[Excerpts of location labeling data]
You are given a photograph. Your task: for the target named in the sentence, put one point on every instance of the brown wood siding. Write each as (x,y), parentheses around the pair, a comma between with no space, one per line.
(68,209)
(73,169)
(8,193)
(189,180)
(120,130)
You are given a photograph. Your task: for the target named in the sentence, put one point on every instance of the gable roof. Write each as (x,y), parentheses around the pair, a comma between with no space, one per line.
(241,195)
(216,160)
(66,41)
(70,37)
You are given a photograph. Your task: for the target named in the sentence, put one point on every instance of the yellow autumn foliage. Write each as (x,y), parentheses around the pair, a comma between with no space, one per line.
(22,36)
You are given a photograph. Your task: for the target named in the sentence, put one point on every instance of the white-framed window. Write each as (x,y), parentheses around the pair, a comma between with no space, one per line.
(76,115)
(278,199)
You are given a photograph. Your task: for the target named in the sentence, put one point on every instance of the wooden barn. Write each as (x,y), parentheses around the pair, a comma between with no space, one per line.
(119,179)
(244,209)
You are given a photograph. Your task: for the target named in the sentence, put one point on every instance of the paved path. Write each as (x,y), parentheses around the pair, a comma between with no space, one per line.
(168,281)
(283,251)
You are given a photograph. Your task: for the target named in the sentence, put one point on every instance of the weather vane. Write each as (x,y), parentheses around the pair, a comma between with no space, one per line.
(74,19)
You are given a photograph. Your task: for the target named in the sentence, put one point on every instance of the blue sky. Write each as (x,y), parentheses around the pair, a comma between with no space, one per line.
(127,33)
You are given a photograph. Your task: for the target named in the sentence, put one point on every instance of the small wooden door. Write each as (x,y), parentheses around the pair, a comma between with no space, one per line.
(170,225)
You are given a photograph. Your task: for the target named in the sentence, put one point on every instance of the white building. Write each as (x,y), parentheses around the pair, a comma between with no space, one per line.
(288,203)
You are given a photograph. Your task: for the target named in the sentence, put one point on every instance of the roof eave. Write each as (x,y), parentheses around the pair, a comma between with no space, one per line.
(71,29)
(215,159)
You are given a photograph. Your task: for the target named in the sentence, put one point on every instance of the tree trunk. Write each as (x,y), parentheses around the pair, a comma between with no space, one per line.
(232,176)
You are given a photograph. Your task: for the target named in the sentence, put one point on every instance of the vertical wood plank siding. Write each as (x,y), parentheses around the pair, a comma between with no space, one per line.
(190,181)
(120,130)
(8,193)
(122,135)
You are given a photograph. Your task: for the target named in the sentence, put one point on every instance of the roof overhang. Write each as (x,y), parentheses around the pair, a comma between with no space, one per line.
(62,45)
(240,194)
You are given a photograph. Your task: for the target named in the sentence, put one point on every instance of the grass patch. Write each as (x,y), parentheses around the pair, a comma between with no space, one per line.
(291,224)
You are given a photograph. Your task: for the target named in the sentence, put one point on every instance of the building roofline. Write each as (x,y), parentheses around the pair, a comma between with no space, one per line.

*REQUEST*
Substitute "one on each line" for "one per line" throughout the rows above and reproduce them with nothing else altered.

*WORKED SOLUTION*
You are given a photograph. Your task: for the target named in the sentence, put one point on every instance of the brown wood siding. Write each as (x,y), parentheses around the pair, a comma between with no space, one on each line.
(68,209)
(73,169)
(8,193)
(189,180)
(120,130)
You are given a photograph. Your task: for the target named in the sentence, put one point on every instance of the gable roof. Write each as (x,y), parentheses around the pair, a comma between with no space, one on each line.
(241,195)
(216,160)
(66,41)
(70,37)
You are given a photograph. Your task: for the target named in the sentence, put one point on every instance of the yellow autumn foliage. Write each as (x,y), parentheses around the pair, a comma between with no space, one on each line.
(22,36)
You are given a photograph. Your task: for the target named in the sentence, put one point on every instance of the white-framed window. Write each as (x,y), parentheses around the pair, a comma between with no space, one on each line.
(76,115)
(278,199)
You are given a photograph. Your task: for the target named in the sentence, put one point on every instance of the wooden barn. Write each as (x,y), parentheses around the pair, a comma between with no space, one on each line.
(119,179)
(244,209)
You are given a photograph. Your task: for the target named in the sentence, put one point on every instance of the paved path. Write each as (x,y), parentheses around the pair, a comma between with no space, one on each line.
(168,281)
(283,251)
You are given a photograph. Your task: for the target named in the sentence, put one point on every instance of the weather vane. Write each as (x,y), parentheses around the pair, a comma between with no space, one on each line.
(74,19)
You are given a photograph. Your task: for the target named in the sentence, put one point on every instance of the blue sky. Write each as (x,y), parentheses around the pair, a comma between with no space, one on each line.
(127,33)
You are given a photograph. Your task: for the target named in the sentence, put one point on every instance of the small wooden door. Write each as (x,y), parentheses around the pair, a comma between with no space, one on each line.
(170,225)
You are given a photograph. Your task: for the target named in the sentence, put one point on every instance of the white building. Write each as (x,y), parentheses around the pair, a comma between with no space, one on each line.
(288,203)
You are given a photograph. Your task: for the target named in the sentence, put one point on every instance of the roof eave. Write each as (x,y), parentheses around the pair, a comma between with no space, one on each line.
(71,29)
(215,159)
You are given a photograph. Your task: for the target named in the sentence, put one point on every instance of the tree trunk. Write each as (x,y), parentheses around the pair, a comma between with no space, one on each line.
(232,176)
You are given a photograph. Your task: for the target named in the sentence, put one point on every instance of the vertical wood plank siding. Write each as (x,y), parentheses around the pair, a comma between with no space, one on each line.
(190,181)
(120,130)
(8,193)
(122,135)
You are given a photograph. Your task: for the target named in the sentence, put one point on every instance of the roof overhang. Write each as (x,y), parentheses around the pair, a comma between with no space, one on each line.
(62,45)
(240,194)
You are given a photograph. Your task: for the target named in the sentence, put one point on every instance of the grass patch. Write each as (x,y), parentheses around the pair, a comma between with no space, one on each line.
(291,224)
You are given a photograph. Your task: for the target named in the sentence, put one point on every instance of the building roofline. Write each as (x,y), parentheses around the pair, a comma between with no space, one on each line.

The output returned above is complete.